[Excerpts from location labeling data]
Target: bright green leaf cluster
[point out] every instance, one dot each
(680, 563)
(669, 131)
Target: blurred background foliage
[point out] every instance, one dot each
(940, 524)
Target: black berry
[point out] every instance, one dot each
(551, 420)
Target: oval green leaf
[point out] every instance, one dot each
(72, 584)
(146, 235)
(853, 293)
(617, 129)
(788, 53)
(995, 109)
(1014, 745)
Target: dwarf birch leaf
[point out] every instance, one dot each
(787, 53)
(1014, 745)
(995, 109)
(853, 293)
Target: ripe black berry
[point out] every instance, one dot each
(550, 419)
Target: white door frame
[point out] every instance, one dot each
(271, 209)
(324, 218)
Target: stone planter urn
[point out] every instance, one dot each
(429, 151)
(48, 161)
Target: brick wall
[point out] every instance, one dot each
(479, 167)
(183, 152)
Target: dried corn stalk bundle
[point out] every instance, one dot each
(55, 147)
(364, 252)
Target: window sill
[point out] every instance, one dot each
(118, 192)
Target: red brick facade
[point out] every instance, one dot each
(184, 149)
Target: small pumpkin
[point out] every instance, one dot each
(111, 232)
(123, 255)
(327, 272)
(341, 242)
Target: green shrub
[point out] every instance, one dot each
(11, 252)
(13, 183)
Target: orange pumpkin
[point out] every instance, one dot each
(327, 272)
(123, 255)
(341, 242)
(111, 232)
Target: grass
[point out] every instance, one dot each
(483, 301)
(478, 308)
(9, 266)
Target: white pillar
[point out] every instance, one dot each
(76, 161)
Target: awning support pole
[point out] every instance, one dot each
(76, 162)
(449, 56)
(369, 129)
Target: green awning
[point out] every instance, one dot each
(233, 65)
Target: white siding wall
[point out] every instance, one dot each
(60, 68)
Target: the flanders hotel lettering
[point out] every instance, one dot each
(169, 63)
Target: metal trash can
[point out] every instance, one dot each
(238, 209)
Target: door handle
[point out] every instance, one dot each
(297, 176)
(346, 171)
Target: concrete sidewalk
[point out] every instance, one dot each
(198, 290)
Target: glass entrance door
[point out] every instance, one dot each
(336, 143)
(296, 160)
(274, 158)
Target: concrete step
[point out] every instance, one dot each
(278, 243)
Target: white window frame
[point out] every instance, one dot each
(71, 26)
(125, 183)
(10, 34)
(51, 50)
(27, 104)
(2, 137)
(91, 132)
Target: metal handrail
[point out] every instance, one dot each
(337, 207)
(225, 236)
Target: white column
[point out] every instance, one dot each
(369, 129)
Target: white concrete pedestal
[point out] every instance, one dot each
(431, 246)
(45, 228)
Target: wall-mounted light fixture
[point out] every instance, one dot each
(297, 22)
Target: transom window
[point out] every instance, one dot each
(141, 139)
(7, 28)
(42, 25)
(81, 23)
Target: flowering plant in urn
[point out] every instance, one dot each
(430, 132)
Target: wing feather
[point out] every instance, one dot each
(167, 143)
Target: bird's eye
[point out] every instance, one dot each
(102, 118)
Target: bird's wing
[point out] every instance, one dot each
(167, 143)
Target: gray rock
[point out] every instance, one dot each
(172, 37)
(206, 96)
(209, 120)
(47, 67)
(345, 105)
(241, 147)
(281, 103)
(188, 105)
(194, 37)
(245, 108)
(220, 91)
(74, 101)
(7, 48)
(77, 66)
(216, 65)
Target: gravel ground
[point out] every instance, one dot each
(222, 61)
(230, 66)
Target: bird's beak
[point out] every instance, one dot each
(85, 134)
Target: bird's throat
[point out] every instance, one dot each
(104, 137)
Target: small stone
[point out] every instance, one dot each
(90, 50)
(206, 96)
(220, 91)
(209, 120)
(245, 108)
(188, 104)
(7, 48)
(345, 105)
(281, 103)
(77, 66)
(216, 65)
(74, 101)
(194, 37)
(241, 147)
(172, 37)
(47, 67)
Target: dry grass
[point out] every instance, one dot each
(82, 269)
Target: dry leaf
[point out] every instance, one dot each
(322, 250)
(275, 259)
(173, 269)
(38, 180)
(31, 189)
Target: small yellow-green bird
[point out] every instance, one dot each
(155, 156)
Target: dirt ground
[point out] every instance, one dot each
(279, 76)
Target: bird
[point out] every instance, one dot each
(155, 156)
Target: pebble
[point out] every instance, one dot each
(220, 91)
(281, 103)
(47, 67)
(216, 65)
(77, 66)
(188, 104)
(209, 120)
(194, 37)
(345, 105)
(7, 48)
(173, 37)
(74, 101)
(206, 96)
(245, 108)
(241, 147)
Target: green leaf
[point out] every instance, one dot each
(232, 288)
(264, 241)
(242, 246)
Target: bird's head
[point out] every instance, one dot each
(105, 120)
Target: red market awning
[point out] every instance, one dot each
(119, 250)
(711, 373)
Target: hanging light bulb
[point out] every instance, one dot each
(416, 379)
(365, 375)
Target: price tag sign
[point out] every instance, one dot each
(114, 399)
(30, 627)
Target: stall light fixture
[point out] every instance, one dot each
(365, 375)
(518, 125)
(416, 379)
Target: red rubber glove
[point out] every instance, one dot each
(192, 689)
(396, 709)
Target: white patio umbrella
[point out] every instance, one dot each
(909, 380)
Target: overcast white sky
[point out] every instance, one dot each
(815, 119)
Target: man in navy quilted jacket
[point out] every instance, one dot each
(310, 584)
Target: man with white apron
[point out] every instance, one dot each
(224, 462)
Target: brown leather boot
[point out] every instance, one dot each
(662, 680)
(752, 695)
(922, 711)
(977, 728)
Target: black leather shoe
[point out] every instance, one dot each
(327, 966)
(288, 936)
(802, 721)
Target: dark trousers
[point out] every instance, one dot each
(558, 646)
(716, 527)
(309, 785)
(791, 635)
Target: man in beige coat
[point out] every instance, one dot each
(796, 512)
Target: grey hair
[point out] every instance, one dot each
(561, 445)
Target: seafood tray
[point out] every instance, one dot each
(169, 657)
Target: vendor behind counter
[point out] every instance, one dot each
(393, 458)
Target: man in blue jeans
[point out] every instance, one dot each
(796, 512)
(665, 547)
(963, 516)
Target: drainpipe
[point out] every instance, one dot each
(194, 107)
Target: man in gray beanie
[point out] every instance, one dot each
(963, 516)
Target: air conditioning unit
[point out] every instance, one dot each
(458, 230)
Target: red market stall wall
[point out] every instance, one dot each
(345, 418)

Problem:
Copy out all of the lines above, changing nothing.

Response to the exercise:
Target: bright green leaf cluster
[point out] every instance, one dot each
(680, 563)
(669, 131)
Target: blurred background foliage
[point out] every instance, one dot each
(940, 524)
Target: black berry
[point out] every instance, one dot each
(551, 420)
Target: oval green leaf
[point out] every instance, one dot each
(72, 584)
(146, 235)
(853, 293)
(617, 129)
(788, 53)
(995, 109)
(1014, 745)
Target: dwarf birch leaf
[point out] every instance, one dot each
(787, 53)
(1014, 745)
(995, 109)
(853, 293)
Target: ripe black berry
[point out] every instance, one dot each
(550, 419)
Target: white door frame
[point out] every instance, one dot each
(271, 209)
(324, 218)
Target: stone planter urn
[point out] every instance, one dot each
(429, 151)
(48, 161)
Target: brick wall
[point out] every instance, one dot each
(479, 167)
(183, 152)
Target: dried corn stalk bundle
[point out] every instance, one dot each
(55, 147)
(364, 252)
Target: window sill
[point out] every instance, one dot each
(118, 192)
Target: red brick facade
[point out] every instance, one dot each
(184, 149)
Target: small pumpkin
[point out] every instance, one dot each
(111, 232)
(123, 255)
(327, 272)
(341, 242)
Target: green shrub
[point out] every instance, one dot each
(11, 252)
(13, 183)
Target: orange pumpkin
[point out] every instance, one dot each
(327, 272)
(123, 255)
(341, 242)
(111, 232)
Target: grass
[point out] every instance, one dot each
(483, 301)
(478, 308)
(9, 266)
Target: white pillar
[point out] every instance, one dot each
(76, 161)
Target: awning support pole
[point out] every instance, one dot each
(76, 162)
(449, 56)
(369, 129)
Target: green awning
[point out] every instance, one dot each
(233, 65)
Target: white siding wall
[point out] every instance, one dot each
(60, 68)
Target: the flanders hotel lettering
[point out] every instance, one dot each
(169, 63)
Target: metal trash can
[point out] every instance, one dot each
(238, 209)
Target: door handle
[point out] every instance, one dot each
(297, 176)
(346, 171)
Target: concrete sidewalk
[point out] every instance, one dot each
(198, 290)
Target: glass entrance door
[point out] every instance, one dot each
(336, 143)
(296, 160)
(274, 158)
Target: concrete step
[point out] every instance, one dot each
(278, 243)
Target: white window frame
[point out] every instance, one dot each
(71, 26)
(125, 183)
(10, 34)
(51, 50)
(27, 104)
(2, 137)
(91, 132)
Target: metal handrail
[point out] every instance, one dot each
(337, 207)
(225, 236)
Target: white column
[point out] every instance, one dot each
(369, 129)
Target: white concrete pedestal
[point out] every instance, one dot each
(431, 246)
(45, 228)
Target: wall-mounted light fixture
[point out] every instance, one dot each
(297, 22)
Target: transom window
[point out] every instance, one dot each
(141, 139)
(7, 28)
(42, 25)
(81, 23)
Target: flowering plant in urn
[point out] every instance, one dot each
(430, 132)
Target: wing feather
[point out] every instance, one dot each
(167, 143)
Target: bird's eye
[point out] every instance, one dot each
(102, 118)
Target: bird's wing
[point out] every instance, one dot each
(167, 143)
Target: gray rock
[point out] every instance, one dot each
(172, 37)
(206, 96)
(209, 120)
(47, 67)
(345, 105)
(241, 147)
(281, 103)
(188, 105)
(194, 37)
(245, 108)
(220, 91)
(74, 101)
(7, 48)
(77, 66)
(216, 65)
Target: gravel ground
[point out] every instance, one dot each
(222, 61)
(230, 66)
Target: bird's beak
[point out] every instance, one dot each
(85, 134)
Target: bird's throat
[point out] every instance, one dot each
(104, 137)
Target: small stone
[point out] every instance, one dot each
(90, 50)
(206, 96)
(220, 91)
(209, 120)
(245, 108)
(188, 104)
(7, 48)
(345, 105)
(281, 103)
(77, 66)
(216, 65)
(74, 101)
(194, 37)
(241, 147)
(172, 37)
(47, 67)
Target: dry grass
[point out] every instance, one dot each
(82, 269)
Target: dry leaf
[point out] every instance, one dot each
(322, 250)
(275, 259)
(173, 269)
(38, 180)
(31, 189)
Target: small yellow-green bird
[point out] every instance, one dot each
(155, 156)
Target: dirt ground
[point out] every instance, one dot each
(279, 76)
Target: bird
[point out] every instance, one dot each
(155, 156)
Target: pebble
[point out] every instance, one dot each
(220, 91)
(281, 103)
(47, 67)
(216, 65)
(77, 66)
(188, 104)
(209, 120)
(194, 37)
(345, 105)
(7, 48)
(173, 37)
(74, 101)
(206, 96)
(245, 108)
(241, 147)
Target: green leaf
[point out] every instance, one dot each
(232, 288)
(264, 241)
(242, 246)
Target: bird's head
[point out] every instance, one dot each
(105, 120)
Target: red market awning
[point out] every instance, one dot each
(119, 250)
(711, 373)
Target: hanging light bulb
[point out] every instance, one dot each
(416, 379)
(365, 375)
Target: price tag sign
[point out] every instance, one dot each
(114, 399)
(30, 627)
Target: stall light fixture
[point out] every instance, one dot each
(365, 375)
(518, 125)
(416, 379)
Target: red rubber glove
[point out] every instance, one dot each
(192, 689)
(396, 709)
Target: white patio umbrella
[point out] every instance, one dot each
(909, 380)
Target: overcast white sky
[point out] every instance, one dot each
(815, 119)
Target: man in navy quilted jacket
[point out] every instance, one dot each
(310, 584)
Target: man with white apron
[point out] every instance, one dot each
(224, 462)
Target: brown leather boot
[point out] every instance, one dot each
(662, 680)
(752, 695)
(922, 711)
(977, 728)
Target: black leather shoe
[point out] every instance, one dot each
(327, 966)
(288, 936)
(802, 721)
Target: dark trousers
[point out] every instance, one dot each
(558, 646)
(716, 527)
(309, 785)
(791, 635)
Target: man in beige coat
[point out] every instance, one dot each
(796, 512)
Target: grey hair
[point out] every instance, one dot each
(561, 445)
Target: seafood tray
[point out] every instance, one dot each
(169, 657)
Target: vendor behind counter
[point out] every instance, one dot each
(393, 458)
Target: man in blue jeans
[point out] every instance, one dot each
(796, 512)
(665, 547)
(963, 516)
Target: drainpipe
[point out] every instance, one dot each
(194, 107)
Target: man in gray beanie
[point out] every instance, one dot each
(963, 516)
Target: air conditioning unit
[point out] every instance, one dot each
(458, 230)
Target: red market stall wall
[point out] every instance, one dot each
(345, 418)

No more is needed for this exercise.